• _Required work_: Pull out every line in the data below that contains the word "instance", and list those lines in the order they appear.

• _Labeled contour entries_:
▼
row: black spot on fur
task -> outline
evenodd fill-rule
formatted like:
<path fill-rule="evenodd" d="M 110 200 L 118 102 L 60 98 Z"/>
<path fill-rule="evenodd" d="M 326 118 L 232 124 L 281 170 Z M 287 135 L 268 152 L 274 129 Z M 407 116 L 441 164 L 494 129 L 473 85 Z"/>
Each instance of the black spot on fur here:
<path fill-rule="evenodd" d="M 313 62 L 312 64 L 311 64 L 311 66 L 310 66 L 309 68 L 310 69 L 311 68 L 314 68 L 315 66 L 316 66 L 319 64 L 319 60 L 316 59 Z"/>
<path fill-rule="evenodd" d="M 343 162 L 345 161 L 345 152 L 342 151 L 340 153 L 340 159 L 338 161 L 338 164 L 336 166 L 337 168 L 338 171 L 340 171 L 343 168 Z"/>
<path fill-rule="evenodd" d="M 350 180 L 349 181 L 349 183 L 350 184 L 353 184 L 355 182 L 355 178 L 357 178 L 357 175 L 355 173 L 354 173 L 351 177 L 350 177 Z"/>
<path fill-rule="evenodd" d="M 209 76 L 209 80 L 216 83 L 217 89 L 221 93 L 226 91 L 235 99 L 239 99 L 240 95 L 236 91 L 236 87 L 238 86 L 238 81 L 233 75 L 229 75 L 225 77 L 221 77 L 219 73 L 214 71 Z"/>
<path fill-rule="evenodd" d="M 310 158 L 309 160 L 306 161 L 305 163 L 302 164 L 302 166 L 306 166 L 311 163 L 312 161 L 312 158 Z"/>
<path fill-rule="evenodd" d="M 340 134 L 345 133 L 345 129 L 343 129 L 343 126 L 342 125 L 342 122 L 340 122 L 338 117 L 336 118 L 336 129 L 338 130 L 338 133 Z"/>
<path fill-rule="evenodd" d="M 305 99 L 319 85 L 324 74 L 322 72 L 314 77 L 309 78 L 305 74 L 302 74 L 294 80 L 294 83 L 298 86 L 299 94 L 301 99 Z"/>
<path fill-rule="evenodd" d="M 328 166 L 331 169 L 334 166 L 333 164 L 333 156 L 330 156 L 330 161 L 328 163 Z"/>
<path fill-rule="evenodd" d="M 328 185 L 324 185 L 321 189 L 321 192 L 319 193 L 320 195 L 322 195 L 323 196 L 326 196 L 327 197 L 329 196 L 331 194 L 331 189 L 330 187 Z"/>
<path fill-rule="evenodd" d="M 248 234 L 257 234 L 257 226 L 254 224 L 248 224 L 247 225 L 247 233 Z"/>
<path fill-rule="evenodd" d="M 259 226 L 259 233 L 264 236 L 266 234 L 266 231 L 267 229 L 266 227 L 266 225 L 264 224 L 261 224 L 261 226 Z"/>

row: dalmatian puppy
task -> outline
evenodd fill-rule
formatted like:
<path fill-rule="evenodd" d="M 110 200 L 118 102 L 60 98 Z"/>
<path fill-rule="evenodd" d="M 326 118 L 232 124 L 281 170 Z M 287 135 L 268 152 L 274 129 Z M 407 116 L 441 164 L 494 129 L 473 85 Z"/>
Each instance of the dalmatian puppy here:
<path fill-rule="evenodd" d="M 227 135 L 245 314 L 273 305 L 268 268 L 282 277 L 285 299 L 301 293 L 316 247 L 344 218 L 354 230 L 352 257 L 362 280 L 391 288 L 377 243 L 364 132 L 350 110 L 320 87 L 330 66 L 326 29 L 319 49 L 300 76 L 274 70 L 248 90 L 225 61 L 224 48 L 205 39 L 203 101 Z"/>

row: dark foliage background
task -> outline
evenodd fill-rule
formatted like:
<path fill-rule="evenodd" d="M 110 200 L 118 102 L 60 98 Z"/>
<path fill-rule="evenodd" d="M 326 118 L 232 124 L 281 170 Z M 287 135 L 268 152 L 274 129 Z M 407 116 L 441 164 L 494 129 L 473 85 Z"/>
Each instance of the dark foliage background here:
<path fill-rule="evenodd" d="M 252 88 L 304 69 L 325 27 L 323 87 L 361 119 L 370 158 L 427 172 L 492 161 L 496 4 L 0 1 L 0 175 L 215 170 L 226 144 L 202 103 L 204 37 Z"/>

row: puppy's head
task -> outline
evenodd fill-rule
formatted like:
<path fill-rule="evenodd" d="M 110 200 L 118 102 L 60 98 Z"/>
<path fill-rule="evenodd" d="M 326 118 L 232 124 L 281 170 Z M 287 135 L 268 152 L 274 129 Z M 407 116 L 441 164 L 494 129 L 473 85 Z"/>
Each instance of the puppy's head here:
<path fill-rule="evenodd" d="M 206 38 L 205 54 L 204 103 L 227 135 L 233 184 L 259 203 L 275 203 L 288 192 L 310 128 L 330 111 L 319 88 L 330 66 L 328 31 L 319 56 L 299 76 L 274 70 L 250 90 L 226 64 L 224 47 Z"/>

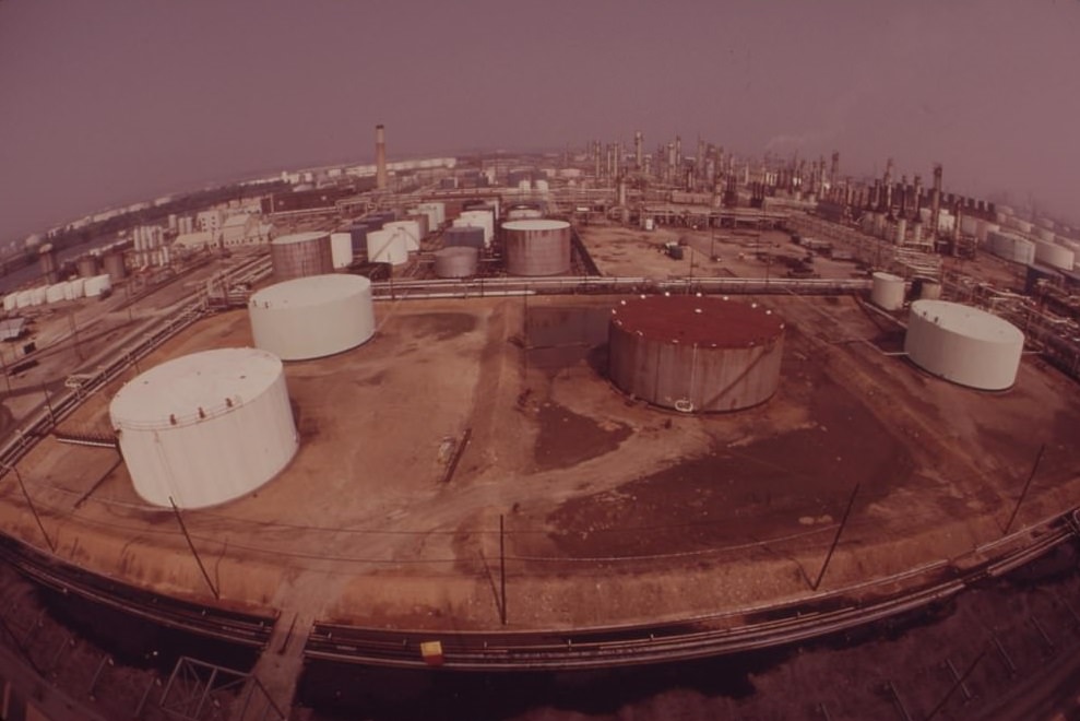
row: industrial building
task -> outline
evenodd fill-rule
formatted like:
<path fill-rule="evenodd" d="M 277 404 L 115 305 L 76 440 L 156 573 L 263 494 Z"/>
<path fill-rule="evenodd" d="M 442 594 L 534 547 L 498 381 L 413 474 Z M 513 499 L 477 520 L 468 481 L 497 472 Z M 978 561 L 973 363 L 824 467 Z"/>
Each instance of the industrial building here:
<path fill-rule="evenodd" d="M 155 275 L 140 240 L 81 298 L 4 299 L 70 314 L 34 316 L 39 365 L 8 374 L 7 563 L 249 650 L 268 709 L 333 711 L 352 707 L 312 690 L 332 667 L 791 645 L 1075 543 L 1080 333 L 1045 300 L 1069 307 L 1075 268 L 1046 223 L 946 192 L 940 167 L 929 189 L 891 162 L 852 180 L 839 154 L 639 134 L 410 175 L 376 141 L 363 181 L 264 198 L 269 244 Z M 1029 264 L 1057 273 L 1042 302 Z M 996 708 L 999 676 L 965 682 Z M 144 693 L 157 718 L 173 687 Z"/>

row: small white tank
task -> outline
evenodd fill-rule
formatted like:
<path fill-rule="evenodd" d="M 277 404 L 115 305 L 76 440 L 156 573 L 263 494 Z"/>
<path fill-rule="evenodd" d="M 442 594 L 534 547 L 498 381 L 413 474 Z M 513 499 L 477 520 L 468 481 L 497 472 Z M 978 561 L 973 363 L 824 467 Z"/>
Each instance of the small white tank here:
<path fill-rule="evenodd" d="M 874 273 L 870 302 L 883 310 L 900 310 L 904 305 L 904 279 L 892 273 Z"/>
<path fill-rule="evenodd" d="M 309 275 L 276 283 L 248 302 L 256 347 L 283 361 L 342 353 L 375 334 L 371 281 Z"/>
<path fill-rule="evenodd" d="M 911 305 L 904 351 L 912 363 L 946 380 L 1005 390 L 1017 380 L 1023 333 L 985 310 L 947 300 Z"/>
<path fill-rule="evenodd" d="M 353 235 L 351 233 L 331 233 L 330 255 L 334 270 L 348 268 L 348 264 L 353 262 Z"/>

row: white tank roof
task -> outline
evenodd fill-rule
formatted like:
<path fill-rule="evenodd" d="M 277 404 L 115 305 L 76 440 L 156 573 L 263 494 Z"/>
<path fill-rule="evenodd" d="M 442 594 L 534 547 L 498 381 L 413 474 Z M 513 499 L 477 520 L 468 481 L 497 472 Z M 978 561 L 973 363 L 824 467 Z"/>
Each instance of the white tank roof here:
<path fill-rule="evenodd" d="M 294 233 L 292 235 L 280 235 L 273 240 L 271 245 L 275 246 L 287 246 L 294 243 L 308 243 L 310 240 L 318 240 L 319 238 L 327 237 L 327 233 Z"/>
<path fill-rule="evenodd" d="M 911 306 L 904 351 L 925 370 L 961 386 L 1010 388 L 1023 353 L 1023 333 L 985 310 L 947 300 Z"/>
<path fill-rule="evenodd" d="M 502 224 L 503 231 L 561 231 L 570 227 L 566 221 L 553 221 L 547 217 L 508 221 Z"/>
<path fill-rule="evenodd" d="M 271 285 L 248 302 L 258 347 L 284 361 L 334 355 L 375 334 L 371 281 L 311 275 Z"/>
<path fill-rule="evenodd" d="M 168 428 L 177 422 L 222 412 L 226 400 L 262 393 L 276 380 L 282 363 L 257 348 L 219 348 L 167 361 L 127 383 L 112 399 L 116 421 Z"/>
<path fill-rule="evenodd" d="M 246 495 L 299 444 L 281 359 L 218 348 L 167 361 L 114 397 L 109 416 L 135 492 L 165 508 Z"/>

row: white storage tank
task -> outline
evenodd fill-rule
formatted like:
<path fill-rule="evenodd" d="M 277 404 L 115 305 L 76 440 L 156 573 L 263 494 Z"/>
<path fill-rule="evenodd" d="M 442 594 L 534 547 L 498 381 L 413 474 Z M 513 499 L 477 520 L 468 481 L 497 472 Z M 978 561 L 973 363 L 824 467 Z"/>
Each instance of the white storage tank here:
<path fill-rule="evenodd" d="M 998 258 L 1030 265 L 1035 262 L 1035 244 L 1011 233 L 999 231 L 986 234 L 986 249 Z"/>
<path fill-rule="evenodd" d="M 169 508 L 239 498 L 280 473 L 299 445 L 280 358 L 217 348 L 167 361 L 109 405 L 135 492 Z"/>
<path fill-rule="evenodd" d="M 874 273 L 870 302 L 885 310 L 900 310 L 904 305 L 904 279 L 892 273 Z"/>
<path fill-rule="evenodd" d="M 1068 271 L 1076 264 L 1076 256 L 1069 248 L 1043 240 L 1035 240 L 1035 260 L 1043 265 Z"/>
<path fill-rule="evenodd" d="M 453 222 L 454 227 L 484 228 L 484 247 L 491 245 L 495 238 L 495 215 L 490 210 L 465 211 Z"/>
<path fill-rule="evenodd" d="M 112 280 L 108 273 L 87 277 L 83 281 L 83 294 L 87 298 L 96 298 L 103 293 L 108 294 L 112 289 Z"/>
<path fill-rule="evenodd" d="M 375 334 L 371 281 L 311 275 L 276 283 L 248 302 L 256 347 L 282 361 L 334 355 Z"/>
<path fill-rule="evenodd" d="M 368 231 L 368 261 L 401 265 L 408 260 L 405 236 L 393 231 Z"/>
<path fill-rule="evenodd" d="M 334 270 L 348 268 L 353 262 L 353 234 L 331 233 L 330 234 L 330 257 Z"/>
<path fill-rule="evenodd" d="M 435 274 L 438 277 L 472 277 L 476 275 L 480 251 L 467 246 L 451 246 L 435 251 Z"/>
<path fill-rule="evenodd" d="M 558 275 L 570 271 L 570 224 L 566 221 L 508 221 L 502 224 L 507 272 Z"/>
<path fill-rule="evenodd" d="M 64 289 L 68 287 L 68 283 L 54 283 L 52 285 L 45 288 L 45 302 L 46 303 L 60 303 L 64 299 Z"/>
<path fill-rule="evenodd" d="M 440 202 L 420 203 L 416 206 L 416 210 L 424 213 L 428 213 L 431 217 L 430 225 L 432 228 L 438 227 L 447 222 L 447 204 Z"/>
<path fill-rule="evenodd" d="M 946 380 L 1005 390 L 1017 380 L 1023 333 L 985 310 L 947 300 L 911 306 L 904 351 L 912 363 Z"/>
<path fill-rule="evenodd" d="M 68 289 L 66 292 L 66 297 L 68 300 L 78 300 L 83 297 L 83 287 L 86 284 L 85 277 L 76 277 L 68 281 Z"/>
<path fill-rule="evenodd" d="M 329 233 L 294 233 L 270 241 L 274 281 L 288 281 L 334 271 Z"/>

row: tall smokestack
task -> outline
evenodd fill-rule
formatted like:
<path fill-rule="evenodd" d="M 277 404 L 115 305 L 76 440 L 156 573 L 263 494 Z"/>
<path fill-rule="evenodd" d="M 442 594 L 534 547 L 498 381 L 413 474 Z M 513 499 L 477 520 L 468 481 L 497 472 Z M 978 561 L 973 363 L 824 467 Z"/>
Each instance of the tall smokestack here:
<path fill-rule="evenodd" d="M 941 164 L 934 164 L 934 188 L 930 190 L 930 235 L 937 236 L 941 215 Z"/>
<path fill-rule="evenodd" d="M 387 131 L 381 123 L 375 127 L 375 187 L 387 189 Z"/>

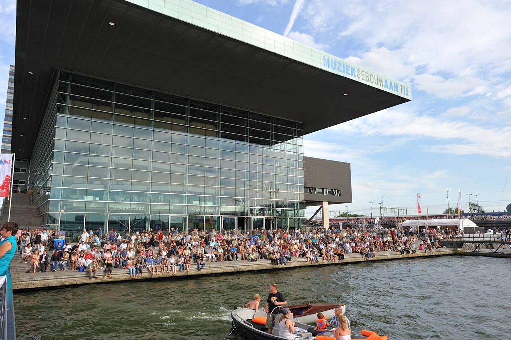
▲
• _Expected answer_:
Each instance of the black spot on fur here:
Each instance of the dalmatian puppy here:
Each instance of the dark foliage background here:
Each instance of the puppy's head here:
Each instance of the industrial building here:
Each instance of the small white tank here:
Each instance of the white tank roof here:
Each instance of the white storage tank here:
Each instance of the tall smokestack here:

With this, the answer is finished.